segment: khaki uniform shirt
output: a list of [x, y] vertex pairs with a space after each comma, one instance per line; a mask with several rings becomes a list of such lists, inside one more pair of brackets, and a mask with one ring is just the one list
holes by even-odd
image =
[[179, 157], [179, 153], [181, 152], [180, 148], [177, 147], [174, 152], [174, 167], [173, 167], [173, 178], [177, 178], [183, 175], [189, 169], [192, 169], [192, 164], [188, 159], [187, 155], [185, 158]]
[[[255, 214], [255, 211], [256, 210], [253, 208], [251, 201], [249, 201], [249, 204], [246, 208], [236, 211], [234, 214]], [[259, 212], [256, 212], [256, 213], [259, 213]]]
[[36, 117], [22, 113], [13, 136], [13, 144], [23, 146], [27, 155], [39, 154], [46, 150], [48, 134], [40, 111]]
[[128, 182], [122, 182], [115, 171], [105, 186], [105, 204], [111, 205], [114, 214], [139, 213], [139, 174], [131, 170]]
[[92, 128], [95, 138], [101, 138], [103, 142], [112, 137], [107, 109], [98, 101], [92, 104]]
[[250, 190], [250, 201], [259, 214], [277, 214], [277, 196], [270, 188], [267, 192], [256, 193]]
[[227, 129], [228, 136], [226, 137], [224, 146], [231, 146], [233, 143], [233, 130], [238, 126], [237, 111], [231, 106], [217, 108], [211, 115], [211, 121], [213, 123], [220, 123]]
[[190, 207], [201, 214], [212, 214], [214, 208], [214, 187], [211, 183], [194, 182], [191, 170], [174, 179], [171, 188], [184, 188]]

# [TASK DETAILS]
Your task is to repeat each line of the material exactly.

# [WORKED ANSWER]
segment: khaki uniform shirt
output: a list of [x, y] vertex pairs with a space after each comma, one instance per line; a mask with several rings becomes a list of such lists, inside one more pair of brackets, and a mask with one ring is just the one list
holes by even-odd
image =
[[179, 157], [179, 153], [181, 152], [180, 148], [177, 147], [174, 152], [174, 167], [173, 167], [173, 178], [177, 178], [183, 175], [189, 169], [192, 169], [192, 164], [188, 159], [187, 155], [185, 158]]
[[[255, 214], [255, 211], [256, 210], [253, 208], [251, 201], [249, 201], [249, 204], [246, 208], [236, 211], [234, 214]], [[259, 212], [256, 212], [256, 213], [259, 213]]]
[[36, 117], [22, 113], [13, 136], [13, 144], [23, 146], [27, 155], [39, 154], [46, 150], [48, 134], [40, 111]]
[[128, 182], [122, 182], [115, 171], [105, 186], [105, 204], [111, 205], [114, 214], [139, 213], [139, 174], [131, 170]]
[[92, 128], [95, 138], [101, 138], [103, 142], [112, 137], [107, 109], [98, 101], [92, 104]]
[[250, 190], [250, 201], [259, 214], [277, 214], [277, 196], [270, 188], [267, 192], [256, 193]]
[[227, 129], [228, 136], [226, 137], [224, 146], [231, 146], [233, 143], [233, 130], [238, 126], [237, 111], [231, 106], [217, 108], [211, 115], [211, 121], [213, 123], [220, 123]]
[[190, 207], [201, 214], [212, 214], [214, 208], [214, 187], [211, 183], [194, 182], [191, 170], [174, 179], [171, 188], [184, 188]]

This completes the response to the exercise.